__TASK GOAL__.
List each line of the records that contains the word "rule".

__DATA SUPPLIED__.
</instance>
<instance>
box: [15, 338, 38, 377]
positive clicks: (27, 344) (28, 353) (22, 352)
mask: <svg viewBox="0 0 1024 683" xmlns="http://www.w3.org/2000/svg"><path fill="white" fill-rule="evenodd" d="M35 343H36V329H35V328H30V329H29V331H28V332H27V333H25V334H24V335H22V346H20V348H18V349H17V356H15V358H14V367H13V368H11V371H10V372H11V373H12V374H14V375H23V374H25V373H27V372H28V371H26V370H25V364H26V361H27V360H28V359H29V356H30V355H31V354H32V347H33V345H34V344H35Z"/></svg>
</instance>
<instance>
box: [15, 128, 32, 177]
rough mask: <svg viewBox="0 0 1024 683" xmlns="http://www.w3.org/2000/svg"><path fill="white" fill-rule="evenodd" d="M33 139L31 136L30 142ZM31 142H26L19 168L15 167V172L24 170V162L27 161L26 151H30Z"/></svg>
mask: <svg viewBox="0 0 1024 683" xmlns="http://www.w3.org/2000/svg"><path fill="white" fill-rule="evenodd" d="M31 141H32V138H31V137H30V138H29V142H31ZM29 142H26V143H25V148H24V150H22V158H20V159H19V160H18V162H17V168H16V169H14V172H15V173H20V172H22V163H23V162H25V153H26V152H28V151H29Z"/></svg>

__WRITTEN SOLUTION__.
mask: <svg viewBox="0 0 1024 683" xmlns="http://www.w3.org/2000/svg"><path fill="white" fill-rule="evenodd" d="M35 343H36V329H35V328H30V329H29V331H28V332H27V333H25V334H24V335H22V346H20V348H18V349H17V356H15V358H14V367H13V368H11V371H10V372H11V373H12V374H14V375H23V374H25V373H27V372H28V371H26V370H25V364H26V361H27V360H28V359H29V356H30V355H31V354H32V347H33V345H34V344H35Z"/></svg>
rough mask: <svg viewBox="0 0 1024 683" xmlns="http://www.w3.org/2000/svg"><path fill="white" fill-rule="evenodd" d="M33 139L31 136L30 142ZM31 142H26L19 168L15 167V172L24 170V162L27 161L26 151H30Z"/></svg>
mask: <svg viewBox="0 0 1024 683" xmlns="http://www.w3.org/2000/svg"><path fill="white" fill-rule="evenodd" d="M31 141H32V138H31V137H30V138H29V142H31ZM29 142H26V143H25V148H24V150H22V158H20V159H19V160H18V162H17V168H16V169H14V172H15V173H20V172H22V163H23V162H25V153H26V152H28V151H29Z"/></svg>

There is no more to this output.